Reproduce each item below word for word, but leave out the pictures.

>> start STORED RECORDS

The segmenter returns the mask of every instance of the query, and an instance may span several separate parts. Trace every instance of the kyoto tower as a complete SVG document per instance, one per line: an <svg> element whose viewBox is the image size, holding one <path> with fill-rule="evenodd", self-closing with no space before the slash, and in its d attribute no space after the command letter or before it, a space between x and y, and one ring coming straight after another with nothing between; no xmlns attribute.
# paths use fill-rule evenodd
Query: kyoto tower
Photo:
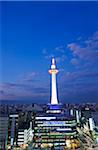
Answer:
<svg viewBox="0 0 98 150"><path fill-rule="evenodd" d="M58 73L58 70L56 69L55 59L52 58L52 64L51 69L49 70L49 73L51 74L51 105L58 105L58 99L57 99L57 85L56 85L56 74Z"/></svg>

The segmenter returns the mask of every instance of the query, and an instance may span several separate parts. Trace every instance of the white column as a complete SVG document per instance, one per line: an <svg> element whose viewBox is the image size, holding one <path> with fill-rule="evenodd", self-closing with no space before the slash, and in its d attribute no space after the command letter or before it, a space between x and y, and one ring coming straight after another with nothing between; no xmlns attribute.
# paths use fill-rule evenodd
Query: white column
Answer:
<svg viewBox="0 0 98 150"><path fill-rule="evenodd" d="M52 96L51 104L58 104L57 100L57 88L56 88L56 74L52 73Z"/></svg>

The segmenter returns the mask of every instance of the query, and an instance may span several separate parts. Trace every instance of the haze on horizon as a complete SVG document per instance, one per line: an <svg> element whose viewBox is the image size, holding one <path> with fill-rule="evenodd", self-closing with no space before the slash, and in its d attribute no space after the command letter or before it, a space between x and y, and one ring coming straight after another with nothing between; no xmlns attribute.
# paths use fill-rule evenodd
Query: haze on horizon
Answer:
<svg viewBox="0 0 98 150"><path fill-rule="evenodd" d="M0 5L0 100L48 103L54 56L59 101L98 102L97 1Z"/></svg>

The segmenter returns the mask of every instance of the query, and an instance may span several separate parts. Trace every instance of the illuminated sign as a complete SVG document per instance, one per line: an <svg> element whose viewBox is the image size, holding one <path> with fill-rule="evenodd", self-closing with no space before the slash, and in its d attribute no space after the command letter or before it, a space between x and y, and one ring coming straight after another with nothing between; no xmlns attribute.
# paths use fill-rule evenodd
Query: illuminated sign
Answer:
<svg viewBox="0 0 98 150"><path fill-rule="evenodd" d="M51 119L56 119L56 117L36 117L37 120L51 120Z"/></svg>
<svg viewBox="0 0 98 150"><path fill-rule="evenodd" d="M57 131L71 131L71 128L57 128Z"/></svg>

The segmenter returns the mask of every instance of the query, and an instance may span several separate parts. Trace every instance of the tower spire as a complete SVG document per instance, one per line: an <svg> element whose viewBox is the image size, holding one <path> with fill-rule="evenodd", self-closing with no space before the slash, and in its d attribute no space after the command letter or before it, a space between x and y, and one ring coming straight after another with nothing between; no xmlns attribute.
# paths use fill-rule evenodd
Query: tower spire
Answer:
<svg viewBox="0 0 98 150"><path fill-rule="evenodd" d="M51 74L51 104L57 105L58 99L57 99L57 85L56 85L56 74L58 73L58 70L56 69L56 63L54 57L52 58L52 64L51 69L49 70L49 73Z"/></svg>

>> end STORED RECORDS

## COMPLETED TASK
The segmenter returns the mask of every instance of the query, and an instance may span several separate parts. Trace every instance of the kyoto tower as a complete SVG document per instance, one per line: an <svg> element whose viewBox is the image size, holding one <path> with fill-rule="evenodd", self-closing with no space before the slash, and in its d attribute no space after the command letter or before it, a space between x and y, and one ring coming straight after another with nothing between; no xmlns attribute.
# paths use fill-rule evenodd
Query: kyoto tower
Photo:
Answer:
<svg viewBox="0 0 98 150"><path fill-rule="evenodd" d="M58 73L58 70L56 69L55 59L52 58L52 64L51 69L49 70L49 73L51 74L51 105L58 105L58 99L57 99L57 85L56 85L56 74Z"/></svg>

The segmenter returns the mask of every instance of the query, and an instance may span several separate parts. Trace every instance of the white column as a complete SVG document per instance, one per line: an <svg> element whose viewBox is the image size, holding one <path> with fill-rule="evenodd", self-closing with no space before the slash, and in its d attribute no space after the command letter or before it, a space between x and y, and one ring coming straight after another with nothing between; no xmlns attribute.
# paths use fill-rule evenodd
Query: white column
Answer:
<svg viewBox="0 0 98 150"><path fill-rule="evenodd" d="M52 96L51 104L58 104L57 100L57 88L56 88L56 74L52 73Z"/></svg>

The segmenter returns the mask of every instance of the query, and an instance may span several separate parts. Trace every instance of the haze on horizon as a complete SVG document per instance, one per line: an <svg> element whose viewBox is the image size, holding one <path> with fill-rule="evenodd", self-closing with no space before the slash, and in its d attribute no space after the command letter or before it, a space between x and y, and one ring coming straight after another with nothing between; no xmlns attribute.
# paths use fill-rule evenodd
Query: haze on horizon
Answer:
<svg viewBox="0 0 98 150"><path fill-rule="evenodd" d="M0 5L0 100L48 103L54 56L59 101L98 102L97 1Z"/></svg>

The segmenter returns the mask of every instance of the query, and an instance may span several separate parts. Trace every instance of the illuminated sign as a complete SVG document per instance, one per line: an <svg> element whose viewBox is the image size, holding one <path> with fill-rule="evenodd", self-closing with no space before the slash, and in its d attribute no space after the command letter or before it, a space between x and y, and one ring coming straight after another with nothing between; no xmlns attribute.
# paths use fill-rule evenodd
Query: illuminated sign
Answer:
<svg viewBox="0 0 98 150"><path fill-rule="evenodd" d="M51 119L56 119L56 117L36 117L37 120L51 120Z"/></svg>
<svg viewBox="0 0 98 150"><path fill-rule="evenodd" d="M57 131L71 131L71 128L57 128Z"/></svg>

The segmenter returns the mask of every instance of the query, and an instance may span several separate parts. Trace every instance of the tower spire as a complete SVG document per instance, one per line: an <svg> element whose viewBox is the image size, holding one <path> with fill-rule="evenodd", self-closing with no space before the slash, and in its d attribute no space after the command letter or before it, a space between x and y, and one ring coming straight after another with nothing between; no xmlns attribute.
# paths use fill-rule evenodd
Query: tower spire
Answer:
<svg viewBox="0 0 98 150"><path fill-rule="evenodd" d="M51 74L51 104L57 105L58 99L57 99L57 85L56 85L56 74L58 73L58 70L56 69L56 63L54 57L52 58L52 64L51 69L49 70L49 73Z"/></svg>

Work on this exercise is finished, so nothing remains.